[Dataset excerpts on object pointing]
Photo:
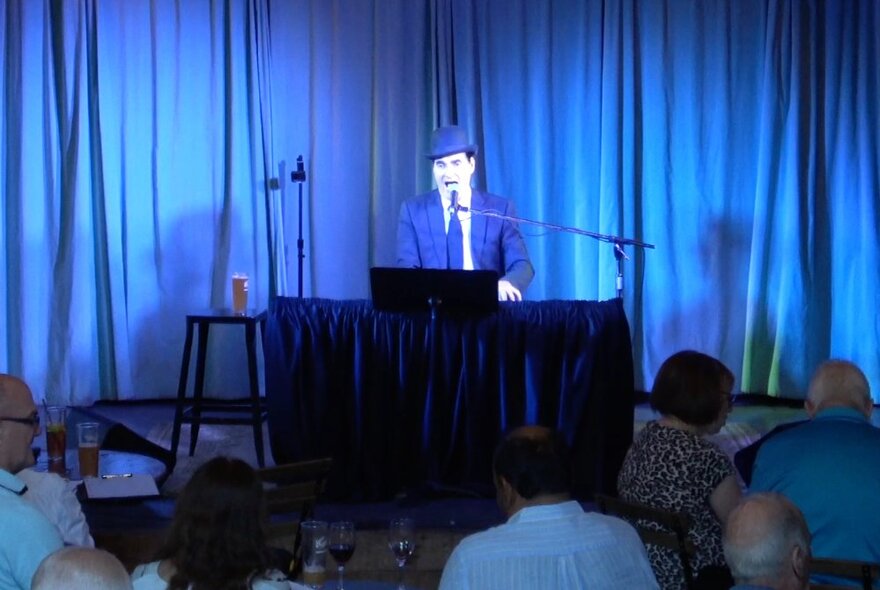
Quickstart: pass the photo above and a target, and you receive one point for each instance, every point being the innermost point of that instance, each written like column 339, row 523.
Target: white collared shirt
column 465, row 218
column 55, row 498
column 551, row 547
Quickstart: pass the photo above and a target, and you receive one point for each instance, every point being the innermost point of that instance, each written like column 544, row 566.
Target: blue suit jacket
column 496, row 244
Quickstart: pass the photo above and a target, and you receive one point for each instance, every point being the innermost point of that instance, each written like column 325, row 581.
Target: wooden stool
column 252, row 411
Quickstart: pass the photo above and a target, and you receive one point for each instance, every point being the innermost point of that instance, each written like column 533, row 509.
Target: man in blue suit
column 444, row 228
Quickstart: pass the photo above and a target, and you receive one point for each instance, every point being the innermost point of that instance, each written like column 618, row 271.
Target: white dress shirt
column 55, row 497
column 465, row 218
column 552, row 547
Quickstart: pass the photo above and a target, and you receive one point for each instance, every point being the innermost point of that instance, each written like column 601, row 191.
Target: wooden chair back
column 672, row 534
column 866, row 573
column 292, row 490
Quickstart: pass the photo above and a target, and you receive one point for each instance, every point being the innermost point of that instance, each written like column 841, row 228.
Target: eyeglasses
column 33, row 420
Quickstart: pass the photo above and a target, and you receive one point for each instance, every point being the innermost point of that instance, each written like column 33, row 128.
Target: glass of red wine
column 341, row 546
column 402, row 542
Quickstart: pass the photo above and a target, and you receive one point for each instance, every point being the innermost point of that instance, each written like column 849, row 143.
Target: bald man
column 767, row 544
column 26, row 537
column 548, row 541
column 81, row 568
column 829, row 465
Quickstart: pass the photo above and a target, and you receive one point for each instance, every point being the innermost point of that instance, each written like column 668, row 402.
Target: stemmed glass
column 341, row 546
column 402, row 542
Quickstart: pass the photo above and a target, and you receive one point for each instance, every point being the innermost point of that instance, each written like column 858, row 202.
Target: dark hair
column 534, row 461
column 690, row 386
column 218, row 537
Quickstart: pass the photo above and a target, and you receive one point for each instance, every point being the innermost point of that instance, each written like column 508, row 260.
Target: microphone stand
column 618, row 242
column 299, row 176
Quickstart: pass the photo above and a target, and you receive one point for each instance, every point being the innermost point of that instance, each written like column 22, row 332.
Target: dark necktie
column 454, row 254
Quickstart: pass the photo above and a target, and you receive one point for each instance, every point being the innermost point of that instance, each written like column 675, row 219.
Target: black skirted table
column 347, row 381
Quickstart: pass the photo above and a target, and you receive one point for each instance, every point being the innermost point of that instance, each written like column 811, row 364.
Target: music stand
column 428, row 289
column 452, row 292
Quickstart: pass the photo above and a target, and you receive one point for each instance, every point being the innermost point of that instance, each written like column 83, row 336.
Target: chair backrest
column 866, row 573
column 672, row 533
column 291, row 492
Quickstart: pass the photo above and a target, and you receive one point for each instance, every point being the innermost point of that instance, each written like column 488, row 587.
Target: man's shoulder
column 826, row 428
column 489, row 200
column 422, row 199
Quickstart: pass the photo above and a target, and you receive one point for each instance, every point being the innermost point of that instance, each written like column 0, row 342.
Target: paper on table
column 121, row 486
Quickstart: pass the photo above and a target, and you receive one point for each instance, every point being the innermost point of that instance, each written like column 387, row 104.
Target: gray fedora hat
column 448, row 140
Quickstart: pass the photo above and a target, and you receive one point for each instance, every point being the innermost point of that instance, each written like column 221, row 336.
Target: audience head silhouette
column 81, row 568
column 19, row 425
column 694, row 388
column 532, row 465
column 839, row 383
column 217, row 538
column 767, row 543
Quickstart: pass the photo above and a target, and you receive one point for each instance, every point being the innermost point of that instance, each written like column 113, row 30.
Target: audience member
column 81, row 568
column 217, row 539
column 26, row 537
column 828, row 465
column 56, row 498
column 767, row 544
column 672, row 467
column 548, row 541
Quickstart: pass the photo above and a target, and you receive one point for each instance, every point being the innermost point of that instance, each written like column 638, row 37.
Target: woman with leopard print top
column 671, row 466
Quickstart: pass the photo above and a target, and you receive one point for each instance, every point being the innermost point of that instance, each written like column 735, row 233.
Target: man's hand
column 507, row 292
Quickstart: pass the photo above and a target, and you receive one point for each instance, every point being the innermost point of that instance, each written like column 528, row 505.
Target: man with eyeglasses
column 26, row 536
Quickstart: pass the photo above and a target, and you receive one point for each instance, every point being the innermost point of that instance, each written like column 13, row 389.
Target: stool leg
column 181, row 389
column 200, row 386
column 256, row 407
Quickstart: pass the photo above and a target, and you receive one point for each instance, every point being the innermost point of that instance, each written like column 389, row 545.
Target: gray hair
column 839, row 383
column 81, row 568
column 760, row 535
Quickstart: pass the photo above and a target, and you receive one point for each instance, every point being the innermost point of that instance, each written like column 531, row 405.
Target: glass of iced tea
column 239, row 292
column 56, row 438
column 88, row 448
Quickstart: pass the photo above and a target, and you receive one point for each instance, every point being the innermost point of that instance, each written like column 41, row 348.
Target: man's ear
column 810, row 407
column 800, row 562
column 505, row 493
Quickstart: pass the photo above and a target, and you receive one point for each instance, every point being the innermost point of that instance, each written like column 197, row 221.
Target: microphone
column 298, row 175
column 453, row 196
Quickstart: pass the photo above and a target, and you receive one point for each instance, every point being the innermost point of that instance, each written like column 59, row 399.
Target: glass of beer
column 239, row 292
column 88, row 448
column 56, row 438
column 314, row 545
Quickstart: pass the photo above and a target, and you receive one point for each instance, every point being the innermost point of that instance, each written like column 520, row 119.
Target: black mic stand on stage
column 618, row 242
column 299, row 176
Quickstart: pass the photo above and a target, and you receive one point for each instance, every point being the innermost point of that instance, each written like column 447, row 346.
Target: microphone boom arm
column 618, row 242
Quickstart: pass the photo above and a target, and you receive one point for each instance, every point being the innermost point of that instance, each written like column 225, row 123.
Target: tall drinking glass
column 56, row 438
column 402, row 542
column 341, row 546
column 314, row 546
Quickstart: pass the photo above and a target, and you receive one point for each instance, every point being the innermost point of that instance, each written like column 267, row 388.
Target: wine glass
column 402, row 542
column 341, row 546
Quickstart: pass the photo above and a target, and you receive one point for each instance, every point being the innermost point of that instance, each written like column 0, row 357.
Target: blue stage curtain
column 140, row 138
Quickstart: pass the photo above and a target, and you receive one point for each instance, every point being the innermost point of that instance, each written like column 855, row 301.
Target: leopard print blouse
column 675, row 470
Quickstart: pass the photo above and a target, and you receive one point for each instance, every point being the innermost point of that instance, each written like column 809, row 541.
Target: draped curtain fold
column 146, row 147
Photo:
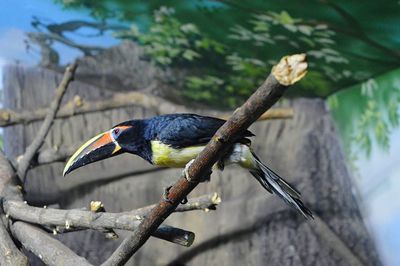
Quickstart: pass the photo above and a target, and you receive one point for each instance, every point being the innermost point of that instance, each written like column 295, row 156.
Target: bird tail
column 273, row 183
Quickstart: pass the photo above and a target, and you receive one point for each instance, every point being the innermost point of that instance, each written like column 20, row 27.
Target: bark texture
column 251, row 227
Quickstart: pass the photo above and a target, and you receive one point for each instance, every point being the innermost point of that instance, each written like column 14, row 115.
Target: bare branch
column 78, row 219
column 44, row 129
column 48, row 249
column 9, row 253
column 288, row 71
column 119, row 100
column 331, row 239
column 98, row 206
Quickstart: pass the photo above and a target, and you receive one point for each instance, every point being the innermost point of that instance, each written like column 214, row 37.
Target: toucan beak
column 98, row 148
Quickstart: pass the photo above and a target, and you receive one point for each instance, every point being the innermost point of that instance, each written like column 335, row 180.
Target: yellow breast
column 165, row 155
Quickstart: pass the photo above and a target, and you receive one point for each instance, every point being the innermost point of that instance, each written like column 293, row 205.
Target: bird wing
column 185, row 130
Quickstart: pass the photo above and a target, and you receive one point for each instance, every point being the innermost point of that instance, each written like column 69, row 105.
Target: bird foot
column 165, row 196
column 204, row 178
column 186, row 170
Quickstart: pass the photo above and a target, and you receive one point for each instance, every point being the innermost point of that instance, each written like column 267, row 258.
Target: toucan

Exercise
Locate the line with "20, row 27." in the entries above; extract it and every line after it, verbatim.

Problem solution
Quickstart: pass the photo above and a target, and you receive one point for each instance, every point being the innermost point of that instance, each written like column 20, row 27.
Target: bark texture
column 251, row 227
Quickstart: pass the photo above and a target, and you receive one point for each instance, every point being the innermost point of that instance, each written like column 14, row 115.
Target: bare branch
column 78, row 219
column 44, row 129
column 48, row 249
column 9, row 253
column 288, row 71
column 119, row 100
column 331, row 239
column 98, row 206
Quickstart: pass the photo above and a target, and you receive one point for each instance, every point being the innermost point of that instance, each written like column 214, row 37.
Target: toucan beak
column 98, row 148
Quickstart: pass the photo above and a target, and you receive one point for each instance, every point being the innermost point of that instance, each written like column 335, row 180.
Target: yellow breast
column 165, row 155
Quickstart: pass the photo above and a target, and you receive one point for each instance, every point being the innermost point of that instance, each written like column 293, row 205.
Target: bird wing
column 185, row 130
Quickstart: pass the photo above and a target, and you receive one point for each instance, every point being the innermost point of that instance, each written like column 69, row 105.
Target: bird foot
column 165, row 196
column 204, row 178
column 186, row 170
Quickstart: pass the photo above and a target, and you receive one point for each instance, every point being the innermost point of that instance, each written like column 267, row 258.
Target: toucan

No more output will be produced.